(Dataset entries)
====
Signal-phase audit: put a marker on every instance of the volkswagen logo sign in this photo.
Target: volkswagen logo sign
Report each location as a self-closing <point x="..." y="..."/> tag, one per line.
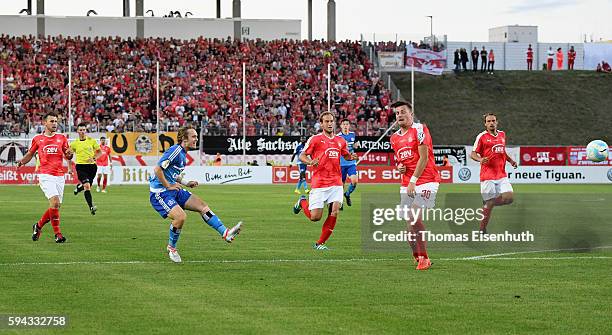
<point x="465" y="174"/>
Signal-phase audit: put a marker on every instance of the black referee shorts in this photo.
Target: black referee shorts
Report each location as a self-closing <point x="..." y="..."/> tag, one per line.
<point x="86" y="172"/>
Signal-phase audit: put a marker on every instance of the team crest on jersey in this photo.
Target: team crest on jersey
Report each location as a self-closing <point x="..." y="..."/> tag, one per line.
<point x="51" y="149"/>
<point x="143" y="144"/>
<point x="421" y="136"/>
<point x="332" y="153"/>
<point x="404" y="153"/>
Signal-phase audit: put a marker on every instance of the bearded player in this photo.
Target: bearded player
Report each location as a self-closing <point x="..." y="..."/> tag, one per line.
<point x="349" y="168"/>
<point x="323" y="152"/>
<point x="413" y="150"/>
<point x="490" y="151"/>
<point x="170" y="200"/>
<point x="52" y="149"/>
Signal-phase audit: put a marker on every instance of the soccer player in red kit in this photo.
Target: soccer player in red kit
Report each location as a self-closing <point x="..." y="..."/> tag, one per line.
<point x="104" y="164"/>
<point x="490" y="151"/>
<point x="323" y="152"/>
<point x="413" y="150"/>
<point x="52" y="149"/>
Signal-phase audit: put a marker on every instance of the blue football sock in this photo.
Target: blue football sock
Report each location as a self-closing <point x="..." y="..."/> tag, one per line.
<point x="352" y="188"/>
<point x="173" y="236"/>
<point x="214" y="222"/>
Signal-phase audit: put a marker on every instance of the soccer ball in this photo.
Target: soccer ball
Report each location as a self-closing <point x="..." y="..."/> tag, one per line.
<point x="597" y="151"/>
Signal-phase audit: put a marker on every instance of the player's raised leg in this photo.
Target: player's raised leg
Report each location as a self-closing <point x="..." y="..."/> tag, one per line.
<point x="195" y="204"/>
<point x="352" y="173"/>
<point x="98" y="177"/>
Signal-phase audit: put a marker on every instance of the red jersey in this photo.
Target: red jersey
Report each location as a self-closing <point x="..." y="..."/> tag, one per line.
<point x="493" y="147"/>
<point x="103" y="159"/>
<point x="406" y="148"/>
<point x="51" y="151"/>
<point x="328" y="151"/>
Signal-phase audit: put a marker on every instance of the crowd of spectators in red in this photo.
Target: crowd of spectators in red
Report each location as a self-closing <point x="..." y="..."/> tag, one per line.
<point x="113" y="84"/>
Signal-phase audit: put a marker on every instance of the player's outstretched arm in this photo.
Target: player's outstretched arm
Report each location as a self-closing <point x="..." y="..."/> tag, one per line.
<point x="190" y="184"/>
<point x="159" y="173"/>
<point x="351" y="157"/>
<point x="511" y="161"/>
<point x="26" y="159"/>
<point x="476" y="156"/>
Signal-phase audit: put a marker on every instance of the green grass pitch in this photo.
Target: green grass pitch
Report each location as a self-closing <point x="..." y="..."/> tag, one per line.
<point x="113" y="276"/>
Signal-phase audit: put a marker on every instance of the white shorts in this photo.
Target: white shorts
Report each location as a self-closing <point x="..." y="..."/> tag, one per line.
<point x="425" y="196"/>
<point x="104" y="169"/>
<point x="318" y="197"/>
<point x="491" y="189"/>
<point x="52" y="185"/>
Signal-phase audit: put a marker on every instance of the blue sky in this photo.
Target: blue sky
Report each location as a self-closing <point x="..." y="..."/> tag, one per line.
<point x="467" y="20"/>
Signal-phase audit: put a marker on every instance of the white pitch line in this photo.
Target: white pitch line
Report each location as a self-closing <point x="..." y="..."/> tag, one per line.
<point x="533" y="252"/>
<point x="273" y="261"/>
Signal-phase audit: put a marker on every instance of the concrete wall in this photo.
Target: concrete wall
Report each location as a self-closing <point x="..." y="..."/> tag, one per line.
<point x="514" y="34"/>
<point x="181" y="28"/>
<point x="513" y="56"/>
<point x="90" y="27"/>
<point x="188" y="28"/>
<point x="271" y="29"/>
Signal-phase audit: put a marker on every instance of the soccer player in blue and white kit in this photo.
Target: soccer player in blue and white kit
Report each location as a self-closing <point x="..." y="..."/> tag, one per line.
<point x="349" y="168"/>
<point x="301" y="166"/>
<point x="169" y="199"/>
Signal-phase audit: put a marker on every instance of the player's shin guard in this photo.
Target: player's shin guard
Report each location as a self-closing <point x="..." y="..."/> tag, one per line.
<point x="45" y="218"/>
<point x="327" y="229"/>
<point x="304" y="205"/>
<point x="352" y="188"/>
<point x="419" y="246"/>
<point x="88" y="198"/>
<point x="214" y="222"/>
<point x="173" y="236"/>
<point x="54" y="218"/>
<point x="486" y="213"/>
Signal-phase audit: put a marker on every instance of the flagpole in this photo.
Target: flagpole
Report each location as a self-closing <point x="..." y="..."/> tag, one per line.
<point x="1" y="88"/>
<point x="243" y="113"/>
<point x="329" y="87"/>
<point x="412" y="86"/>
<point x="157" y="107"/>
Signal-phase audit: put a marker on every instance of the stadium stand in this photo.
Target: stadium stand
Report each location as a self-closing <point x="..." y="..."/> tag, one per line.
<point x="113" y="84"/>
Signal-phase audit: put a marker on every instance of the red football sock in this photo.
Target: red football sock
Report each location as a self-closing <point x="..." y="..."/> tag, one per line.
<point x="54" y="214"/>
<point x="327" y="230"/>
<point x="45" y="218"/>
<point x="304" y="204"/>
<point x="420" y="245"/>
<point x="486" y="212"/>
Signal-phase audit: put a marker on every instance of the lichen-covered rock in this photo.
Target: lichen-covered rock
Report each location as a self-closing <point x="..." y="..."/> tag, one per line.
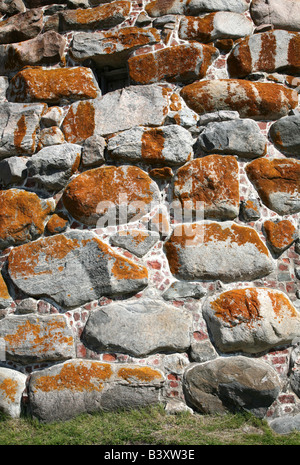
====
(Set problem):
Select every line of the dataset entries that contains the word "crest" and copy each one out.

(Task response):
Signal-phase audit: put a marker on every instance of the team crest on jersey in this photo.
Target: team crest on jersey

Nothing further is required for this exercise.